Check every line of the entries for "throughout", and copy the lines that hold it.

(Records for the task begins)

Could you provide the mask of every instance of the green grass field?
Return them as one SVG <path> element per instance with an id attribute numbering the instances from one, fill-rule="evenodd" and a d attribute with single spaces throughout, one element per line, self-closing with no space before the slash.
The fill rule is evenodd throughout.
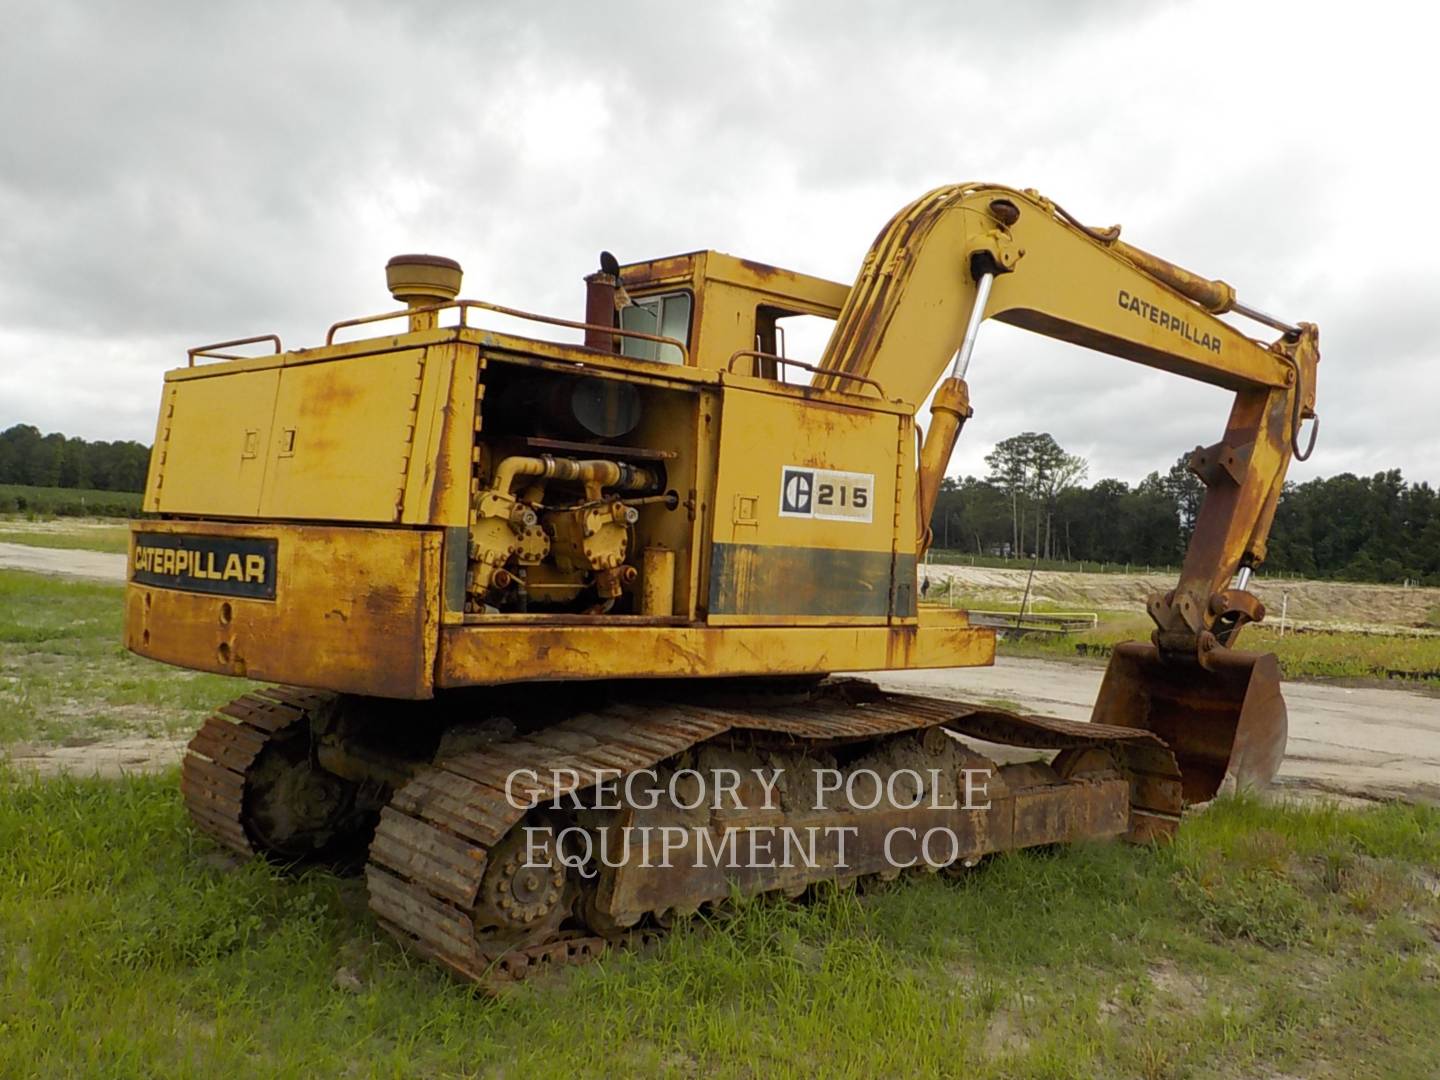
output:
<path id="1" fill-rule="evenodd" d="M 138 491 L 0 484 L 0 514 L 32 517 L 129 517 L 140 512 Z"/>
<path id="2" fill-rule="evenodd" d="M 983 596 L 955 598 L 955 606 L 978 611 L 1019 611 L 1018 603 L 987 600 Z M 1075 605 L 1036 603 L 1027 610 L 1047 613 L 1073 611 Z M 1094 630 L 1076 634 L 1026 634 L 1004 638 L 1006 656 L 1074 659 L 1090 657 L 1103 662 L 1106 651 L 1121 641 L 1149 641 L 1154 624 L 1141 612 L 1102 611 Z M 1440 612 L 1437 612 L 1440 615 Z M 1440 684 L 1440 636 L 1414 634 L 1320 633 L 1283 636 L 1270 625 L 1245 628 L 1241 648 L 1273 652 L 1288 679 L 1391 679 L 1414 678 L 1426 685 Z"/>
<path id="3" fill-rule="evenodd" d="M 0 542 L 7 544 L 124 554 L 129 550 L 129 539 L 130 528 L 121 522 L 80 521 L 73 518 L 31 522 L 0 515 Z"/>
<path id="4" fill-rule="evenodd" d="M 0 744 L 178 734 L 248 684 L 123 652 L 118 586 L 0 572 Z M 0 766 L 0 1076 L 1422 1077 L 1440 810 L 1218 803 L 1086 845 L 752 903 L 498 1000 L 363 884 L 240 864 L 175 771 Z"/>
<path id="5" fill-rule="evenodd" d="M 996 605 L 998 607 L 998 605 Z M 1038 609 L 1037 609 L 1038 610 Z M 1027 634 L 1000 643 L 1007 656 L 1088 655 L 1103 660 L 1121 641 L 1148 641 L 1153 629 L 1143 615 L 1102 613 L 1100 625 L 1080 634 Z M 1403 634 L 1287 633 L 1271 626 L 1245 628 L 1240 648 L 1273 652 L 1289 679 L 1414 679 L 1440 684 L 1440 637 Z"/>
<path id="6" fill-rule="evenodd" d="M 123 586 L 0 570 L 0 745 L 179 735 L 250 683 L 120 644 Z"/>
<path id="7" fill-rule="evenodd" d="M 1068 574 L 1170 574 L 1179 569 L 1158 563 L 1147 566 L 1144 563 L 1037 560 L 1029 556 L 1023 559 L 1006 559 L 999 555 L 977 555 L 973 551 L 966 552 L 958 548 L 932 548 L 925 561 L 942 566 L 983 566 L 990 570 L 1029 571 L 1033 567 L 1036 570 L 1058 570 Z"/>
<path id="8" fill-rule="evenodd" d="M 357 879 L 235 866 L 174 775 L 11 777 L 5 1076 L 1344 1077 L 1440 1060 L 1440 813 L 1218 805 L 1174 846 L 751 904 L 481 997 Z"/>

(Records for the task ends)

● Task answer
Return them as one SVG <path> element per instance with an id attribute numbering the instances from one, fill-rule="evenodd" and a d attribute with single spaces throughout, one element per line, self-closing with no space before the slash.
The fill rule is evenodd throughout.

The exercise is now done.